## Source passage

To maintain compatibility with other protocols, passing in none or minimal models will result in no thinking; passing in low medium will be mapped to high; passing in xhigh will be mapped to max.

Request Example

/chat/completions

curl --location 
--request POST 'https://genaiapi.cloudsway.net/v1/ai/{endpoint}/chat/completions' \
--header 'Authorization: Bearer ${YOUR_AK}' \
--header 'Content-Type: application/json' \
    -d '{
        "model": "glm-5.2",
        "messages": [
        {
            "role": "user",
            "content": "As a marketing expert, please create a catchy slogan for my product."
        }
        ],
        "thinking": {
            "type": "enabled"
        },
        "max_tokens": 65536,
        "temperature": 1.0
    }'

/v1/messages

curl --request POST \
  --url https://genaiapi.cloudsway.net/{endpoint}/v1/messages \
  --header 'Authorization: Bearer ${YOUR_AK}' \
  --header 'Content-Type: application/json' \
  --data '{
        "max_tokens": 5000,
         "messages": [
        {
            "role": "user",
            "content": "Analyze the major themes in Pride and Prejudice."
        }
    ]
}'

Return Example

{
    "id": "chatcmpl-LucZfRaIraogqFUo0ieR6KhB",
    "choices": [
        {
            "index": 0,
            "message": {
                "role": "assistant",
                "content": "Hello! I'm GLM, trained by Z.ai. How can I assist you today? Whether you have questions or just want to chat, I'm happy to help.",
                "reasoning_content": "Let me consider how to respond to this greeting thoughtfully.\n\nThe user has sent a simple \"Hi\" - this is likely the beginning of a conversation. I should respond in a way that's both welcoming and open-ended to encourage further interaction.\n\nI need to introduce myself and indicate my readiness to help. A warm, professional greeting would be appropriate here. I should also invite them to share what's on their mind or what they need assistance with.\n\nSince this is an initial greeting, I'll keep my response concise but friendly, making it clear that I'm here to help with whatever they might need."

## Data shown
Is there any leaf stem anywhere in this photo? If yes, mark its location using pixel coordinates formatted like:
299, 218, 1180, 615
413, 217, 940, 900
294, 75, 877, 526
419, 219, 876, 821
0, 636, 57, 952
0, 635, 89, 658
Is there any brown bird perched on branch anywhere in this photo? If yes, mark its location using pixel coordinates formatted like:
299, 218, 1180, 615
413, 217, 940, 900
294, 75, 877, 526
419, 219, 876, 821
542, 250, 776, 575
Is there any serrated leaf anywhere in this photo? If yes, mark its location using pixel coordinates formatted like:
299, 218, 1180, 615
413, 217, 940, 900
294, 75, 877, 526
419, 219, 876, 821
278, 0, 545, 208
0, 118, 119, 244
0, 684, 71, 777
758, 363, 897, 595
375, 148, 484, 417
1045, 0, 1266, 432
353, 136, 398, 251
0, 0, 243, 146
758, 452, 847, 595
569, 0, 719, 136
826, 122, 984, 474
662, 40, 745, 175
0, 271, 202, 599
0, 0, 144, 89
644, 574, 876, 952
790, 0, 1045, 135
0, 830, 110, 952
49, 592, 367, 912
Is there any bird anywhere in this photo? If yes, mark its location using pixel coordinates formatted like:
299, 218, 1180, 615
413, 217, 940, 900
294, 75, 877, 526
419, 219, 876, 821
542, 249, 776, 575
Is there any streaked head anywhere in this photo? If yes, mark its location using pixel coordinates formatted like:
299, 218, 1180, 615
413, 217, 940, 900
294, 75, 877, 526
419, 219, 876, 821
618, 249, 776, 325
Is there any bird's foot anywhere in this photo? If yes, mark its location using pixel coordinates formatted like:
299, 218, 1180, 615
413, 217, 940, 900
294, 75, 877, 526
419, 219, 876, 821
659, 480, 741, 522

## Problem description
Continue the chat completions API documentation above from the point where it stops.

## Task output
            },
            "finish_reason": "stop",
            "native_finish_reason": "stop"
        }
    ],
    "created": 1782453513,
    "model": "MaaS_GLM_5.2_20260617",
    "object": "chat.completion",
    "usage": {
        "prompt_tokens": 13,
        "completion_tokens": 158,
        "total_tokens": 171,
        "completion_tokens_details": {
            "accepted_prediction_tokens": 0,
            "audio_tokens": 0,
            "image_tokens": 0,
            "reasoning_tokens": 121,
            "rejected_prediction_tokens": 0
        },
        "prompt_tokens_details": {
            "audio_tokens": 0,
            "cached_tokens": 0,
            "image_tokens": 0
        }
    }
}

Unified Domain Name Call

curl --location --request POST 'https://genaiapi.cloudsway.net/v1/chat/completions' \
--header 'Authorization: Bearer ${YOUR_AK}' \
--header 'Content-Type: application/json' \
--data-raw '{
    "model": "MaaS_GLM_5.2_20260617",
    "messages": [
        {
            "role": "user",
            "content": "Hi"
        }
    ]
}'

curl --location 'https://genaiapi.cloudsway.net/v1/messages' \
--header 'Authorization: Bearer ${YOUR_AK}' \
--header 'Content-Type: application/json' \
--data '{
        "max_tokens": 5000,
         "messages": [
        {
            "role": "user",
            "content": "Analyze the major themes in Pride and Prejudice."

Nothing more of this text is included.